» Passage shown:
Focus on pathogenic process rather than disease type fosters a clinical approach to DNA result interpretation, first qualifying the impact of the mutation on protein function (charged aspartic acid to neutral valine in our patient); second qualifying relation to process (complement gene to autonomic and inflammatory alterations in EDS); third qualifying correlation with patient findings and inheritance (compatible with EDS finding profile and heterozygous dominance); fourth qualifying diagnostic utility on a traditional 1 - 4+ medical scale (3+ or strong utility for our patient)—rather than designating a laboratory change as a molecular diagnosis or, at the other extreme, as the unhelpful variant of uncertain significance [5].

4.2. Mutations Affecting Different C1R Protein Domains Produce Variable Oromandibular Manifestations within a General EDS Theme

Strengthening the relation of C1R gene mutation to EDS and particularly the dentistry-relevant pEDS is the function of its complex C1R2-C1S2 tetramer in the complement system to mediate innate immunity. Complement activation through formation of this complex with its calcium-dependent assembly and serine protease activity triggers phagocytosis and inflammatory responses including mast cell stimulation that can be misdirected as gingivitis and osteoarthritis in EDS. Autoimmunity does occur in EDS is shown by patients of Kapferer-Seebacher et al. [6] with Crohn disease, Sjogren syndrome, or vasculitis/osteolysis with antibodies against collagen type I [12] and by the 10% - 11% of our general EDS patients who have autoimmune markers [3].

It can be expected that mutations in different gene regions will produce different clinical outcomes, and it is notable that our patient’s mutation but none of those in the pEDS group was in the serine protein domain, nearer the C-terminus than those of Kapferer-Seebacher et al. [6]. Of their 43 patients, 26 had mutations in the two CUB domains of the C1R protein, named for presence in Complement-Urchin epidermal growth factor-Bone morphogenetic proteins that are extracellular or associated with the plasma membrane proteins. These C1R protein domains have collagen-binding activity that may be impacted to produce more severe dental symptoms, very prominent in patients with osteogenesis imperfecta and collagen type I gene mutations [13]. Altered response to collagens could certainly cause diffuse connective tissue changes and provoke autoantibodies as described by Hoffman et al. [12]. The latter mutations also occur before the arginine 463 site where C1R protein is cleaved to yield the component that forms C1 esterase, while ours occurs after (UCSC genome browser, https://genome.ucsc.edu/).

It is possible that our patient’s mutation activates or unmasks the serine protease that will exacerbate autonomic imbalance and mast cell symptoms while those of Kapferer-Seebacher et al. [6] cause decreased collagen synthesis, gum integrity, and resistance to periodontitis. Interference with the bone morphogenetic protein motif in CUB domains, a protein known to be involved in dental and bone development, may also favor bone loss as occurred in our patient.

5. Conclusion

With other complications of EDS, periodontitis has a higher frequency (6-fold), earlier appearance (by 12 years in females), and correlation with specific gene changes like that in complement C1R found by genomic analysis [6]. Optimizing insights from EDS into the more common and multifactorial oromandibular diseases that affect 46% of the US population [14] requires appreciation of a common arthritis-adrenaline disorder category rather than focus on rare and extreme EDS types.

Conflicts of Interest

The authors declare no conflicts of interest regarding the publication of this paper.

» Study material:

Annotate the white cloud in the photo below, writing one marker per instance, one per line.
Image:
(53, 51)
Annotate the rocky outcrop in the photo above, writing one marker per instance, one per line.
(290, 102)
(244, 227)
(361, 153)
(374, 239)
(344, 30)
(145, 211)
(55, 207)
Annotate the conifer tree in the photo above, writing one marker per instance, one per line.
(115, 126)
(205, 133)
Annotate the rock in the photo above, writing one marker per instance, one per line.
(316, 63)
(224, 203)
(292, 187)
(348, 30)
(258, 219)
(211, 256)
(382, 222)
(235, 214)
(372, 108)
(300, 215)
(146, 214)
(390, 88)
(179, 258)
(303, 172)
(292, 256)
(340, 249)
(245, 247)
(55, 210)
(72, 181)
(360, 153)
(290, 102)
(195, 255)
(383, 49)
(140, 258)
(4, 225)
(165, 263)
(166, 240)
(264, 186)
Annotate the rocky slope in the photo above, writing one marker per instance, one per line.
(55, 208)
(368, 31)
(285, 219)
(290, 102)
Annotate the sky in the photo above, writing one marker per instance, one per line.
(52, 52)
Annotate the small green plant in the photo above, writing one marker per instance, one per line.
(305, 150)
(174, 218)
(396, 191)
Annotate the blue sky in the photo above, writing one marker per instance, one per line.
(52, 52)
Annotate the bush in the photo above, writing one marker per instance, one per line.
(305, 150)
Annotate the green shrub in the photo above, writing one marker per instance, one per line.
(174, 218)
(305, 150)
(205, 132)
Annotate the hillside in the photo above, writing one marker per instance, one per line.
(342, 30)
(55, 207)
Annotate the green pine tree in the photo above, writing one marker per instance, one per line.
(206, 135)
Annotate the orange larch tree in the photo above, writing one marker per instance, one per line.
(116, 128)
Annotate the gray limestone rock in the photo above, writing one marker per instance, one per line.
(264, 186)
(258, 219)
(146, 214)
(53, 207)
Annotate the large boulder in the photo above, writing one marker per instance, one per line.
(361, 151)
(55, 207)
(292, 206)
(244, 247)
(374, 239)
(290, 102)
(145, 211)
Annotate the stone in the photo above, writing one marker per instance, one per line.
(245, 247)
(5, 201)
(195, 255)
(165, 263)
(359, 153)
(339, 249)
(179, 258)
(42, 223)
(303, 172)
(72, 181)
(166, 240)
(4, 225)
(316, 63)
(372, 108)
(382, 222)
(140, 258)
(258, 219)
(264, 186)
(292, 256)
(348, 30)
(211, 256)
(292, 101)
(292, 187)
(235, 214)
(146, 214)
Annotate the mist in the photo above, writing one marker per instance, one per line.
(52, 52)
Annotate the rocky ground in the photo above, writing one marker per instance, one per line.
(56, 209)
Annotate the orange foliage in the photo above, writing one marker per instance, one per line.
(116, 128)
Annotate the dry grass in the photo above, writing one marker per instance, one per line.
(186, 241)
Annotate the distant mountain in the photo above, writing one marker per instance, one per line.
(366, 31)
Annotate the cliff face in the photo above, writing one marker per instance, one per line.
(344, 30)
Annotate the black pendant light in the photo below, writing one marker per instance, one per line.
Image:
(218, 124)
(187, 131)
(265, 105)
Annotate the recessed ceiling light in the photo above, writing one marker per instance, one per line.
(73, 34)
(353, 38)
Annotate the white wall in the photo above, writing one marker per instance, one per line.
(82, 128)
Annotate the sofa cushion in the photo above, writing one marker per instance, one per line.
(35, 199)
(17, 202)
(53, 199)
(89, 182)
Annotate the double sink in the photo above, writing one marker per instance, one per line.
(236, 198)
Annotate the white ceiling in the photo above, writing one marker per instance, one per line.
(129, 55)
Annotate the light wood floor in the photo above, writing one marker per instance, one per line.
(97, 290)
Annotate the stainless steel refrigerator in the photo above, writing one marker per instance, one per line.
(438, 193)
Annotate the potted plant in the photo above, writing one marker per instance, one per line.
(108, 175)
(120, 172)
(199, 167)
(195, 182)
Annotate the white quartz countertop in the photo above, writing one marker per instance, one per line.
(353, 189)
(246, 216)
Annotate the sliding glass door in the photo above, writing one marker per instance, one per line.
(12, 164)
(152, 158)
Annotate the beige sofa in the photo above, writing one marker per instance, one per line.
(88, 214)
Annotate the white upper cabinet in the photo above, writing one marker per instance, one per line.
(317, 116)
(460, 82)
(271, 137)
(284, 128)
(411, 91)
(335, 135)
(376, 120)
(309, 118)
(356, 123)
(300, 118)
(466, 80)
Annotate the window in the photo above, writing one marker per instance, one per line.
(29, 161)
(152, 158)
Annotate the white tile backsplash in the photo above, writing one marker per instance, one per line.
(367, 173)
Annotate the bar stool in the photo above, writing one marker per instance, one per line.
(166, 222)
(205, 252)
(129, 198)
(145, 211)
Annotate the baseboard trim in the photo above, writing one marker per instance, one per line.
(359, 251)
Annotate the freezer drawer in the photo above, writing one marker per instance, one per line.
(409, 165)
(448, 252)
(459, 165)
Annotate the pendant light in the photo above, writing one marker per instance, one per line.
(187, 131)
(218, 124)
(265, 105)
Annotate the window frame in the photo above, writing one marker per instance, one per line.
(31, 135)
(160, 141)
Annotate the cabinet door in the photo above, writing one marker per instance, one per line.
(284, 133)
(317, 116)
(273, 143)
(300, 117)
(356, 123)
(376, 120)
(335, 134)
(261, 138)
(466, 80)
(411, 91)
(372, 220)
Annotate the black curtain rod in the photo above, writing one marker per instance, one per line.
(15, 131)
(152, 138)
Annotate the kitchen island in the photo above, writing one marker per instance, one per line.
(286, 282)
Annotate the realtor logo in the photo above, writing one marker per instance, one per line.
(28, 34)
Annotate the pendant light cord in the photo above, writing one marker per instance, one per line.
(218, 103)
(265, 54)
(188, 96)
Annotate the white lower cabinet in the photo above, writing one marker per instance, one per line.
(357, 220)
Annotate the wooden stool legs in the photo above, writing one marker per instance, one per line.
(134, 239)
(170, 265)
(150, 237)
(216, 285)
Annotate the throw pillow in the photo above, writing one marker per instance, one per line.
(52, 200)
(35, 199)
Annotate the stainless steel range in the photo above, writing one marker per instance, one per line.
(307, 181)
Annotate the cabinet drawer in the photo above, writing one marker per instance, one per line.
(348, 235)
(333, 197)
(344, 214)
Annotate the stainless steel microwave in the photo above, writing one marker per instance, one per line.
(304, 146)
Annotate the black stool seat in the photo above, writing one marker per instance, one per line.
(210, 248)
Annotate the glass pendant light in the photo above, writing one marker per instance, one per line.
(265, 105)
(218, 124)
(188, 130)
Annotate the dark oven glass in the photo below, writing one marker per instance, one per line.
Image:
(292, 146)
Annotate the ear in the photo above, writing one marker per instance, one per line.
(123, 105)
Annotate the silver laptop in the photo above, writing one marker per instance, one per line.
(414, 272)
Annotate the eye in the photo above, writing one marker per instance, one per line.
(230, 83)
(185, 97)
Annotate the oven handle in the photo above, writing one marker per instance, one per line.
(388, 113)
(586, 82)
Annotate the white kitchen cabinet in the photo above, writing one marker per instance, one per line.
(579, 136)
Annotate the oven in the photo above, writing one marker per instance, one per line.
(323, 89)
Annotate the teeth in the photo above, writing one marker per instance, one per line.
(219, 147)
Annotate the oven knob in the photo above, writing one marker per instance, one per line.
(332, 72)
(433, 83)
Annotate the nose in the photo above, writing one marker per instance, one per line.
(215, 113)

» Exercise directions:
According to the passage on C1R gene mutations, why might mutations in the two CUB domains of the C1R protein lead to more severe dental symptoms? Answer in one to three sentences. The items were taken from a different source than the passage on C1R gene mutations.

» Exercise response:
The CUB domains have collagen-binding activity, and a mutation there may impair that activity and produce more severe dental symptoms. The passage points out that such symptoms are very prominent in patients with osteogenesis imperfecta and collagen type I gene mutations.